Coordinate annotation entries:
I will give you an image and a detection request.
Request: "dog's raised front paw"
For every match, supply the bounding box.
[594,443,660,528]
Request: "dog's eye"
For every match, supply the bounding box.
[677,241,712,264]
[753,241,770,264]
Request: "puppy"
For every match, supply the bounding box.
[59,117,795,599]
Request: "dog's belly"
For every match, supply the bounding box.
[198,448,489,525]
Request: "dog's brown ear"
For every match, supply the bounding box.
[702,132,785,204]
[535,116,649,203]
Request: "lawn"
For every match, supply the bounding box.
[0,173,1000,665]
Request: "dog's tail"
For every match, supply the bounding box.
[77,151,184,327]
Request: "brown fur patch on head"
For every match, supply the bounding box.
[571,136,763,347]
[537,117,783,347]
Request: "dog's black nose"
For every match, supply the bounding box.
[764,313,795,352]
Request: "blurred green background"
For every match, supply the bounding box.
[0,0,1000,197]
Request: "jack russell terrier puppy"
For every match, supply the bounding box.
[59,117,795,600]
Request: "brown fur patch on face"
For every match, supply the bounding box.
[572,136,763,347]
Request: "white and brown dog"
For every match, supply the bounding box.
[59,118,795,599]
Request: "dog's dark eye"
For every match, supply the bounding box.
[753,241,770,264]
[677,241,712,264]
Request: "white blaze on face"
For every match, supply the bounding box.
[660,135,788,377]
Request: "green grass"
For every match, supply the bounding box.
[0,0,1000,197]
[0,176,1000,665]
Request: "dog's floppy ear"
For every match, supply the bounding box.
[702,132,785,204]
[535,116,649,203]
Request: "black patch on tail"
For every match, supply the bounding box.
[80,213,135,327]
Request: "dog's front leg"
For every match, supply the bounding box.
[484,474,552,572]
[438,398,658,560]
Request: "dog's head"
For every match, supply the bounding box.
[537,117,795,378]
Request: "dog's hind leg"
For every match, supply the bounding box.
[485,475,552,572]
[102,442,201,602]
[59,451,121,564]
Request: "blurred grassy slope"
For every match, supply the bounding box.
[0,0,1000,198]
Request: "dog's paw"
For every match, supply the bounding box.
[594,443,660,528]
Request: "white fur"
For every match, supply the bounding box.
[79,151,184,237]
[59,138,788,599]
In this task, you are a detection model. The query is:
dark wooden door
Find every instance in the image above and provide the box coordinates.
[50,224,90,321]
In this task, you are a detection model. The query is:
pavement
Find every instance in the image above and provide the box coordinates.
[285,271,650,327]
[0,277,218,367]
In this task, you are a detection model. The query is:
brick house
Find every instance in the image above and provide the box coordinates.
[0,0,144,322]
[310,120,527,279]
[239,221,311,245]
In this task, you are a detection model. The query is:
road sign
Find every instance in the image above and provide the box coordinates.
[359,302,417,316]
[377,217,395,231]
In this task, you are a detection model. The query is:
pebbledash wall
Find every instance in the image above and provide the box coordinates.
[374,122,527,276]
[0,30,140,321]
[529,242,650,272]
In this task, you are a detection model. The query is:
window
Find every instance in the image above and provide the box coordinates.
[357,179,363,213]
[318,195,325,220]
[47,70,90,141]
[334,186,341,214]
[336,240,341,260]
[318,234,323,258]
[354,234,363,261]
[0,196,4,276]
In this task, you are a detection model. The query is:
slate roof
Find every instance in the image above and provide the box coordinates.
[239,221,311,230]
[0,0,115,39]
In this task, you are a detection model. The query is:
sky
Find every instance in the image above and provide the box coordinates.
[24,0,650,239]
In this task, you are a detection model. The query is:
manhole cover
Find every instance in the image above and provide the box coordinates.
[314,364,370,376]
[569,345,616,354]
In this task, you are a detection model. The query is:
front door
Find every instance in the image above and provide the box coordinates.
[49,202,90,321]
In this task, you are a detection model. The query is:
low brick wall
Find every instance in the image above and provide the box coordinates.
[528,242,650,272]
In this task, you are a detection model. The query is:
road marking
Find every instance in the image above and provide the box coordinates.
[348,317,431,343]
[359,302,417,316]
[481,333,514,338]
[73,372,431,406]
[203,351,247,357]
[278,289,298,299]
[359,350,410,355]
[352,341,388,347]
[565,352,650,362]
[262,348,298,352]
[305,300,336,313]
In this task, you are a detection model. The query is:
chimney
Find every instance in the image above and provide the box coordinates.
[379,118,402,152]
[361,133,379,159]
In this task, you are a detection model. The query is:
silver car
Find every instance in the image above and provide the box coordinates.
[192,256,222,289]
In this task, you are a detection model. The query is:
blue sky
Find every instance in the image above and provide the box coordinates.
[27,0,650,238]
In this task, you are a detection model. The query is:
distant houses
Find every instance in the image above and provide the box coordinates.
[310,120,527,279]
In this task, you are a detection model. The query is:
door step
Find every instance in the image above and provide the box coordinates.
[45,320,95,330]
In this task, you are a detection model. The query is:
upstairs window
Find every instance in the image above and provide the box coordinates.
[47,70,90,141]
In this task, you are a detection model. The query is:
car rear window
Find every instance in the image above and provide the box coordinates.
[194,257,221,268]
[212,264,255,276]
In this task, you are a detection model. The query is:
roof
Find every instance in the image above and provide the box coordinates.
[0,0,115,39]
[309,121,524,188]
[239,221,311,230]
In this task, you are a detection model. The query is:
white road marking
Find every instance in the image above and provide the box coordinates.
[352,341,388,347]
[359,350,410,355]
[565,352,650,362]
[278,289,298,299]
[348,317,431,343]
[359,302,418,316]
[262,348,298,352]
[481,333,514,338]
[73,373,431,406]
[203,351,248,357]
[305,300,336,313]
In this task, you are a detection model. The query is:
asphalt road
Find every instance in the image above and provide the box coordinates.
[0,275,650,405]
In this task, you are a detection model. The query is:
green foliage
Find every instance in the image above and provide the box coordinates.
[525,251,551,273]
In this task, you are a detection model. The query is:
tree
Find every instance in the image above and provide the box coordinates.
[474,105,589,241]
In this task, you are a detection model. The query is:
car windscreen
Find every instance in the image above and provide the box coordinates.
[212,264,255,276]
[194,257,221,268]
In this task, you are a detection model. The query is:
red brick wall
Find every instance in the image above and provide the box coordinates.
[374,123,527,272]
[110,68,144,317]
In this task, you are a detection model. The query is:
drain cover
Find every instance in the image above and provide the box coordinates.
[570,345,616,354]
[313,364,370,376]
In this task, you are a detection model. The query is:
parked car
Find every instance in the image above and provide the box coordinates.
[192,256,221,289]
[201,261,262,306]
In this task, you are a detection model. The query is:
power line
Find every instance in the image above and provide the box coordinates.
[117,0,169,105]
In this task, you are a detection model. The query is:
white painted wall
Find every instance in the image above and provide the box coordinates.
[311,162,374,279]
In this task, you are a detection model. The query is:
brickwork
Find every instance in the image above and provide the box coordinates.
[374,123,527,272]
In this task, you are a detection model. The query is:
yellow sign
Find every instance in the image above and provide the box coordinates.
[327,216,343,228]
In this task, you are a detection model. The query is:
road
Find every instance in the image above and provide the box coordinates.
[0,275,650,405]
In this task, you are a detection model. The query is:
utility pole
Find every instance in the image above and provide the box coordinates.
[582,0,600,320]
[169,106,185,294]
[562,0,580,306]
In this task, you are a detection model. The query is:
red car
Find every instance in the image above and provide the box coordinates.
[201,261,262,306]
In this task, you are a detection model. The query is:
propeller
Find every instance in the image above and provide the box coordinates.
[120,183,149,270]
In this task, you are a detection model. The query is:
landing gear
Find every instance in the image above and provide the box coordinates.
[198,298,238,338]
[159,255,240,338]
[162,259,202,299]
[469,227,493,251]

--

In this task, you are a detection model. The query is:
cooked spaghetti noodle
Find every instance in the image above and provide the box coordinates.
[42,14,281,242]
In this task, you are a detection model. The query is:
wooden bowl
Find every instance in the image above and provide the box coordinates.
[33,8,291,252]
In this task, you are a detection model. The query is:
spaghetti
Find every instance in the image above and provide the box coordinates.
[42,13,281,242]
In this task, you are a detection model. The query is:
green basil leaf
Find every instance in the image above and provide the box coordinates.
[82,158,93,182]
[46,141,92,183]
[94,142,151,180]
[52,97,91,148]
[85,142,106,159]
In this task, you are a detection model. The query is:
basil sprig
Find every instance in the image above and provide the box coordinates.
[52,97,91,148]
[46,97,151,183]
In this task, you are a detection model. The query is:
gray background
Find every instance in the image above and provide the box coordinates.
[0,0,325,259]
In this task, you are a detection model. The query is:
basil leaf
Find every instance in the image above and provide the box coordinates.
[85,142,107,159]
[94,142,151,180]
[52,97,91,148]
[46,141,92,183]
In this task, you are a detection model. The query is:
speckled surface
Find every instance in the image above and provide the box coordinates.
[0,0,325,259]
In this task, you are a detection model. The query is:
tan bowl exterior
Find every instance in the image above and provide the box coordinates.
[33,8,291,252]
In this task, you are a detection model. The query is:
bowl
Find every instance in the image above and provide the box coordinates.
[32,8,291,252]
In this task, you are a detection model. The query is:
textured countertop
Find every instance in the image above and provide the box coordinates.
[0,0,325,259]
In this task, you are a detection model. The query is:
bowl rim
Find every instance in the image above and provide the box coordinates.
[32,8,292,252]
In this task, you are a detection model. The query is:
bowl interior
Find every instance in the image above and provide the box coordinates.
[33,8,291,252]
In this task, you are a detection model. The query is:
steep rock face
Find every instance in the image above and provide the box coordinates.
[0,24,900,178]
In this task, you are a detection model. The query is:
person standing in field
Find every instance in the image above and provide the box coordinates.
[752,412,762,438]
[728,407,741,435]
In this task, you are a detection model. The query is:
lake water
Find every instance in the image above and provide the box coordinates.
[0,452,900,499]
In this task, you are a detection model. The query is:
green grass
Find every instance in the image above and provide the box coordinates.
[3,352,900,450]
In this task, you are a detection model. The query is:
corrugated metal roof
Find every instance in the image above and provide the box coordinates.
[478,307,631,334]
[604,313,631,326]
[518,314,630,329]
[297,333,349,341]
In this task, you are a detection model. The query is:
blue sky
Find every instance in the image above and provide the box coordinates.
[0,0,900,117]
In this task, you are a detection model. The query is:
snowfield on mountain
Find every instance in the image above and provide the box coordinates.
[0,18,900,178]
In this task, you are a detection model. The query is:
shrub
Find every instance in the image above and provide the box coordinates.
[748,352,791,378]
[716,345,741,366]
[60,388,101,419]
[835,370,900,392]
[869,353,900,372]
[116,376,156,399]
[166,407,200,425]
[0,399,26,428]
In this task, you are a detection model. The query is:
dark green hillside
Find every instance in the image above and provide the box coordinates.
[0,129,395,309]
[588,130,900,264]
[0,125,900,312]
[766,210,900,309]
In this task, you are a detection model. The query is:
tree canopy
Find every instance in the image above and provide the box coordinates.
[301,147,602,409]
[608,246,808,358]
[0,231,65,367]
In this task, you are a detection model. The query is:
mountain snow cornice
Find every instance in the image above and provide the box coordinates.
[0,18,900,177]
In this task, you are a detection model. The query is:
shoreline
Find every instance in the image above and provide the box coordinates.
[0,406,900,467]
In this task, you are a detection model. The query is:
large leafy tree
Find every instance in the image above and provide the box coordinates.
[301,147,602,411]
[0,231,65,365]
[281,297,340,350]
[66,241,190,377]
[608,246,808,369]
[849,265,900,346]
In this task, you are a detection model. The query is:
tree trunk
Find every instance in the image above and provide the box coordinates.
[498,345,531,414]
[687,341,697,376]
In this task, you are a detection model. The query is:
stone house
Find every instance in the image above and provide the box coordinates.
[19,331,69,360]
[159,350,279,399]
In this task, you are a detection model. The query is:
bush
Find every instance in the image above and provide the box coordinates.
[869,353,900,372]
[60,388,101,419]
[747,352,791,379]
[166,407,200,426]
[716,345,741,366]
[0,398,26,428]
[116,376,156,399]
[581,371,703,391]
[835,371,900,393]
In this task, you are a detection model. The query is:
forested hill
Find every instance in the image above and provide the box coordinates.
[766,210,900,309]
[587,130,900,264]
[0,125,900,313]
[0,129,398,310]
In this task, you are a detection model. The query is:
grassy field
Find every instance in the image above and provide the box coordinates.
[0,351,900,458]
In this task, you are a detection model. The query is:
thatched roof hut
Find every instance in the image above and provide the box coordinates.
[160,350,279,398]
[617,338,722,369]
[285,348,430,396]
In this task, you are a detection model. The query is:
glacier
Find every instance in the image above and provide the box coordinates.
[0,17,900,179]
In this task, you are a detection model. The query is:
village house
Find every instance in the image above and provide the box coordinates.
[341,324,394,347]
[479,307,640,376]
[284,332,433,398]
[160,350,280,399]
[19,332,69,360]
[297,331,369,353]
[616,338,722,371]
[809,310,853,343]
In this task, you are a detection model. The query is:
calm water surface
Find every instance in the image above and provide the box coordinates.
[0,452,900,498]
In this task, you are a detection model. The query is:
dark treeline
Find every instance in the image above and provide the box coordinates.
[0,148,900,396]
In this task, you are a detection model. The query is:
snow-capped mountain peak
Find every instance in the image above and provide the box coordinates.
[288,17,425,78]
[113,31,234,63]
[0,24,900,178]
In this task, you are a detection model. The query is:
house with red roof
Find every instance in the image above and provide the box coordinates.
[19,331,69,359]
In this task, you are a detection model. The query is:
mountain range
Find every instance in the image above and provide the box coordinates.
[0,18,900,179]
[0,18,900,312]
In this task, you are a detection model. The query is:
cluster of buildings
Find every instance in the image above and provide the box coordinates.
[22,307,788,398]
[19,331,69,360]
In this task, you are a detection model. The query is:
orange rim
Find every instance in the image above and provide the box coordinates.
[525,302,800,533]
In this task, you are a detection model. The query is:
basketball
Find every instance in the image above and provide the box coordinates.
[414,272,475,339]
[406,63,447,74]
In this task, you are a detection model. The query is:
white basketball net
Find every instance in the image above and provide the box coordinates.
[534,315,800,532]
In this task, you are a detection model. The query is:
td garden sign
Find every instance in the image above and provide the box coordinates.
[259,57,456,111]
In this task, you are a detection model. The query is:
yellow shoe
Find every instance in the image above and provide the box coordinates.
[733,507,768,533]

==

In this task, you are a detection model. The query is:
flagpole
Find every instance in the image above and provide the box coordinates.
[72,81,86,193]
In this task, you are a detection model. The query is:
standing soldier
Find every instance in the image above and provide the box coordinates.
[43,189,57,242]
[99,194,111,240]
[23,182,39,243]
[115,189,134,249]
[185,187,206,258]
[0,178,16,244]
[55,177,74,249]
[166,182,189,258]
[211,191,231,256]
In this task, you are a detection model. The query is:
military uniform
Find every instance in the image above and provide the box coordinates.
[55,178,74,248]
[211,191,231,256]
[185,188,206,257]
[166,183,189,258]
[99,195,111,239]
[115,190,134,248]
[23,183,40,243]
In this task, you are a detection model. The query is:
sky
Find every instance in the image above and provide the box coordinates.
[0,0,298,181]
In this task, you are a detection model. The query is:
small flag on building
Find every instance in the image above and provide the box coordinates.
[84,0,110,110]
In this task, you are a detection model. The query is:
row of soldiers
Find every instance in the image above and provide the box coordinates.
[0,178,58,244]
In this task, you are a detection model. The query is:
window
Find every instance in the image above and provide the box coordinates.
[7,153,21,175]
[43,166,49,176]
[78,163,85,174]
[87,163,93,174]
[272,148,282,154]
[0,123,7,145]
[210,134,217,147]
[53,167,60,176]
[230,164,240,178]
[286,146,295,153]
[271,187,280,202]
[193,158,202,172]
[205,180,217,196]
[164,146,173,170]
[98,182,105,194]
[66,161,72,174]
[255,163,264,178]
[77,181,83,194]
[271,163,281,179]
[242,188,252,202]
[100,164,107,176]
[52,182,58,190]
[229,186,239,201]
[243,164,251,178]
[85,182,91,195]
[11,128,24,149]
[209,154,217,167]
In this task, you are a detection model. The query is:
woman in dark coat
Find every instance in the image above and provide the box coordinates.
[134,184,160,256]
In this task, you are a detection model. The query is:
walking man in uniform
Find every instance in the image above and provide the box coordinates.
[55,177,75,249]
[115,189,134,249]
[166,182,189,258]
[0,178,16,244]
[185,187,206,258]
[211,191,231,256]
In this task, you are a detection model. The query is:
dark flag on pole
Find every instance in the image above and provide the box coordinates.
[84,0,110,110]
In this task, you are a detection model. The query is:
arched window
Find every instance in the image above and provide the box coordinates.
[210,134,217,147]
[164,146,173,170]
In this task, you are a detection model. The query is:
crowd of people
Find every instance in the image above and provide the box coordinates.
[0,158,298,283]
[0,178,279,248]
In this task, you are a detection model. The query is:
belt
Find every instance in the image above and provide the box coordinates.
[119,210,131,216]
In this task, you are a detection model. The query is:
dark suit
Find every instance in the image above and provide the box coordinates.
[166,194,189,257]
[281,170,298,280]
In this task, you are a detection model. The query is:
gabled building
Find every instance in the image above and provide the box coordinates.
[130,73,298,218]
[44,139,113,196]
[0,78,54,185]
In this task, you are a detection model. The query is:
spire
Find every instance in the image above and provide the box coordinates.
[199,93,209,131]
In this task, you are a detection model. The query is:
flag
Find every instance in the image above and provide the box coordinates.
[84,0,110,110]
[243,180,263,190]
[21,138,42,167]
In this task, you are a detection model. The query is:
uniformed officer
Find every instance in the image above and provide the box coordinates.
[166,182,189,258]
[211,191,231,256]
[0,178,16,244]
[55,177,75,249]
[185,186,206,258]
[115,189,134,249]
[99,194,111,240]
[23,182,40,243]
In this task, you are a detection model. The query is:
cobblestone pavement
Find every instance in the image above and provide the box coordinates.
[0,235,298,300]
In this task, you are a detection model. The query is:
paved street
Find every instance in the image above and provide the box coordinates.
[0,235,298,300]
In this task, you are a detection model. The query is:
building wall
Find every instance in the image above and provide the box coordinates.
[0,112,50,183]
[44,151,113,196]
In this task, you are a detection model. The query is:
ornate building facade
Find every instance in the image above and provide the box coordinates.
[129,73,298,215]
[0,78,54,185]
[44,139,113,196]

- [EXERCISE GOAL] Count the lines of the material above that contain the string "spaghetti" and give only that number.

- [TASK ANSWER] 2